> [Task to carry out]: Please continue the review of Adam Thirlwell's novel Lurid & Cute below, starting right after its last sentence.
[[ Excerpt, beginning ]]
Lurid & Cute by Adam Thirlwell
There is a great deal of lurid and very little cute in Adam Thirlwell’s newest novel. It takes the form of an interior monologue by the unnamed narrator who admits to depression but much prefers the “more romantic” term melancholy. He confesses, “I live at home with my mother and father and wife and I feel as if in constant pain.” Nevertheless, “I was very brave when considering my inner life.”
Rather than a coherent, straightforward narrative, the novel is formed by a multitude of set pieces that jump from one topic to another in a stream of conscious style. Sometimes they are related; often they are not. Within the set pieces the writing is often moving and powerful, but they ultimately produce a feeling of dis-ease and disconnection. As the narrator tells us, “the precise details are not important.”
[[ Excerpt, end ]]
[[ Records supplied, beginning ]]
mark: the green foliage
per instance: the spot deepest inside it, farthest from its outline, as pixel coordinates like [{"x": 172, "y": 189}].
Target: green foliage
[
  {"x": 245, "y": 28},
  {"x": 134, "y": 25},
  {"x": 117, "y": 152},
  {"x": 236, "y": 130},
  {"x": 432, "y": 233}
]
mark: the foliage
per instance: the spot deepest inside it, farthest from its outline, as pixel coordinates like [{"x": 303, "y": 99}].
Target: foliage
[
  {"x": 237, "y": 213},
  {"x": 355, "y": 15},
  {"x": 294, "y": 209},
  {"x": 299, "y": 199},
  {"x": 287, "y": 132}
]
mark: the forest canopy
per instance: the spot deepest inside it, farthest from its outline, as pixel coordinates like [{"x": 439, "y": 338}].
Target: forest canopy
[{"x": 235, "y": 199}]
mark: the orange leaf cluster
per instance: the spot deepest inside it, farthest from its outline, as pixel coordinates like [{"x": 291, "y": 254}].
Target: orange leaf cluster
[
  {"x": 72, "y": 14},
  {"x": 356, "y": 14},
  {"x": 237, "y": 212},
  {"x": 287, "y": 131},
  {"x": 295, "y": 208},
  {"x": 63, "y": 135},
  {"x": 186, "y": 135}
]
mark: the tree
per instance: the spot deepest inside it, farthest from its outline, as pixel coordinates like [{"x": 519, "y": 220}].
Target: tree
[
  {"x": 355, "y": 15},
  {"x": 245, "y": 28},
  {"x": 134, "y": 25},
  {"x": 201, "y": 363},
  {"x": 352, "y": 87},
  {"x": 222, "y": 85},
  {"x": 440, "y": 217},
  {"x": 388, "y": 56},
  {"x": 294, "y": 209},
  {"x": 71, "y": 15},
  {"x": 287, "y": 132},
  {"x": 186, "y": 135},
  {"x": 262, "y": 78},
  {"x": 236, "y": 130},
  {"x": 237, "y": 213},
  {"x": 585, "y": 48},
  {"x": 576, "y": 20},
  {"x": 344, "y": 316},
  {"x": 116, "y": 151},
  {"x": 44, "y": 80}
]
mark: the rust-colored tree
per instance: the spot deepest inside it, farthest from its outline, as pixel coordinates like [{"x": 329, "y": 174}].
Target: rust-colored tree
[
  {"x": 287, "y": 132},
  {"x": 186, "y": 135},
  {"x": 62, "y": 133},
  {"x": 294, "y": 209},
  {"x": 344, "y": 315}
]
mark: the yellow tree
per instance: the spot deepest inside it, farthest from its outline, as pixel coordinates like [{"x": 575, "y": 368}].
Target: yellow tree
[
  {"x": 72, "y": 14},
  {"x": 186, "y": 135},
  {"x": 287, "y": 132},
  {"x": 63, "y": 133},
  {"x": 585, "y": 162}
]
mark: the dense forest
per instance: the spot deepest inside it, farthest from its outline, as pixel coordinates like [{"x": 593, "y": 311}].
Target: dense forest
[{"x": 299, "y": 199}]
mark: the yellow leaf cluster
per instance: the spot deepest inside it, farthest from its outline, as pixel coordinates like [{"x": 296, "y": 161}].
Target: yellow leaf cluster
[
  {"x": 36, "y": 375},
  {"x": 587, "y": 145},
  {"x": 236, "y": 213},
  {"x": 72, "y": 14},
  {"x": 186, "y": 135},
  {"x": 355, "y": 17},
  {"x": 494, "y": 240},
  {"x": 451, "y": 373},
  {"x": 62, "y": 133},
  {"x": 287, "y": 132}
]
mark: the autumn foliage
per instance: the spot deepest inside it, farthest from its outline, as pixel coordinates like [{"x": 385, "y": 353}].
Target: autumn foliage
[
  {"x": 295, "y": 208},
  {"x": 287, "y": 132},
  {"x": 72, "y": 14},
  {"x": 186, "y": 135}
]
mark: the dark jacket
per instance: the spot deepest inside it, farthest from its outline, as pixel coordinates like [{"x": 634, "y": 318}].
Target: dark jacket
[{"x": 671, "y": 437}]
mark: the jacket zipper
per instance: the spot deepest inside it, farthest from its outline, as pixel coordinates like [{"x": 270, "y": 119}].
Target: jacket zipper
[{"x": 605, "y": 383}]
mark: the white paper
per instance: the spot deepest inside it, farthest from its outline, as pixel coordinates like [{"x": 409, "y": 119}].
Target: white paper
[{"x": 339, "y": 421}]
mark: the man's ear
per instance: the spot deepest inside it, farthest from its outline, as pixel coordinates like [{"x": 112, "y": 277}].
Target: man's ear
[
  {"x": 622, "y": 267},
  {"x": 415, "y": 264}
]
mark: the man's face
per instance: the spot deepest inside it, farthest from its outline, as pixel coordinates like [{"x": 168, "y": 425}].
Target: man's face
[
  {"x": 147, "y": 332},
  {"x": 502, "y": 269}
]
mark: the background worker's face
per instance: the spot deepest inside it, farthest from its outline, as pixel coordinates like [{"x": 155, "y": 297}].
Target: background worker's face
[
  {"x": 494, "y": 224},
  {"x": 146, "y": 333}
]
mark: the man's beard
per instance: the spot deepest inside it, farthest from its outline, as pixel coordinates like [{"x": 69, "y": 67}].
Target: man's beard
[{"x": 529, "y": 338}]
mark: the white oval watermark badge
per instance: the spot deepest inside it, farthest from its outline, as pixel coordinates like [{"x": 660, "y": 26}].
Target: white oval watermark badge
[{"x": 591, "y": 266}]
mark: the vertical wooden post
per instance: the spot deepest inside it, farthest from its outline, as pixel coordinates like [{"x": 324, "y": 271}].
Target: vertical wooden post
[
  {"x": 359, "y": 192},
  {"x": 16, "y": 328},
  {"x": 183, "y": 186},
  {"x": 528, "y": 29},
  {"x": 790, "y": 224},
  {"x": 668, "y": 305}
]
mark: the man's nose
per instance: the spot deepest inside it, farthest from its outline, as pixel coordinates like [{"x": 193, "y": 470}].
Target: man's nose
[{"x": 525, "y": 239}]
[[ Records supplied, end ]]
> [Response to the exercise]:
One wonders if the narrator is telling the truth. Or, in his case, what is truth? Did the hold-up at the nail salon really happen? What about the attempt to return the money and the later slow-speed car chase? And, what is the role of his friend Hiro with whom he robbed the salon? Is Hiro no more than an avatar for the narrator? So it would seem.The lurid shines through as an adolescent boy’s obsession with sex. The novel opens as the narrator wakes up in a hotel bed with his wife’s best friend. Romy is injured and must be taken to the hospital. This is not as bad as it seems for his obsessions with Romy and with his wife Candy and sex permeate the novel. Later, they attend an orgy together and sex happens. And it happens again and again with a succession of partners.
In due course, Thirlwell in the guise of the narrator provides the most cogent review of the novel as he describes lying in bed and kissing Candy late in the narrative. It “was like one of those cable shows you come to late one night when you don’t know what’s going on, you just keep watching because it’s late and you’re tired and you are hoping that soon some minor plot moment will arrive and illuminate the whole perspective. And yet of course it doesn’t.”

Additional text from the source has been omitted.